**MATERIAL**
--- --- ---

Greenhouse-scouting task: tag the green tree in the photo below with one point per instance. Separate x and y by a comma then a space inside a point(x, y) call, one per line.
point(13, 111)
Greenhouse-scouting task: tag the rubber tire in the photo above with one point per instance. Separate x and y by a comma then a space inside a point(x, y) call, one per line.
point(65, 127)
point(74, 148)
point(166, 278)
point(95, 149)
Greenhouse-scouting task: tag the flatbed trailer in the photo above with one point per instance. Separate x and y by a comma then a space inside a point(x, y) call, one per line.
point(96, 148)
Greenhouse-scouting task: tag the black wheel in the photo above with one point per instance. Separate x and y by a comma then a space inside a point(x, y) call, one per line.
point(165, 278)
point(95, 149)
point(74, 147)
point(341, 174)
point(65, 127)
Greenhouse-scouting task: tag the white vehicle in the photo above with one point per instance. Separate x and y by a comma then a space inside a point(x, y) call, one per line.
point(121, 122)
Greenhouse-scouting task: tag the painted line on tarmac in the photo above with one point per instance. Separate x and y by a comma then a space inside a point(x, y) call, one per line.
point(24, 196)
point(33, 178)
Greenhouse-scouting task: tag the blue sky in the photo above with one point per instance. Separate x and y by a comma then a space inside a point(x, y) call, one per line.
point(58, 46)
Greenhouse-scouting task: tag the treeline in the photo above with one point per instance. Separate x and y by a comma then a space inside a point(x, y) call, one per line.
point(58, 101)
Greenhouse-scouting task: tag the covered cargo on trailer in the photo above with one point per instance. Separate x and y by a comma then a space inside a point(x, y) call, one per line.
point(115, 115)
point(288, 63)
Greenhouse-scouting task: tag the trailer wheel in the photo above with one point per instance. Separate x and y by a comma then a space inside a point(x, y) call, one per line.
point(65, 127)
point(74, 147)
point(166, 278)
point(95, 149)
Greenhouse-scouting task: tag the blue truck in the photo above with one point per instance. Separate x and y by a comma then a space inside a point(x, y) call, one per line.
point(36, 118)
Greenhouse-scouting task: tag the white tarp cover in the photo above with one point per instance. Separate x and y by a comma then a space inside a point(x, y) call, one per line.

--- --- ---

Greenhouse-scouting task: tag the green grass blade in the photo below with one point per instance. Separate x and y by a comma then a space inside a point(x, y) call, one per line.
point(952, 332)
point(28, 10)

--- --- ---

**GOAL**
Arrange the lines above into a numbered list, starting at the line that contains "Greenhouse-scouting task: tag the green tree" and ending at the line that contains "point(96, 148)". Leave out any blank lines.

**RESULT OF THE EXERCISE**
1. Greenhouse-scouting task: tag the green tree in the photo below with one point per instance. Separate x and y by a comma then a space inside a point(x, y) call, one per line.
2. point(13, 111)
3. Greenhouse-scouting task: tag the rubber tire in the photo above with one point per instance. Separate x and y by a comma then a space inside a point(x, y) call, one per line.
4. point(65, 127)
5. point(74, 148)
6. point(166, 278)
7. point(95, 149)
8. Greenhouse-scouting task: tag the flatbed trailer in the photo above with one point per instance. Separate x and y by a comma then a space inside a point(x, y) call, one per line.
9. point(96, 148)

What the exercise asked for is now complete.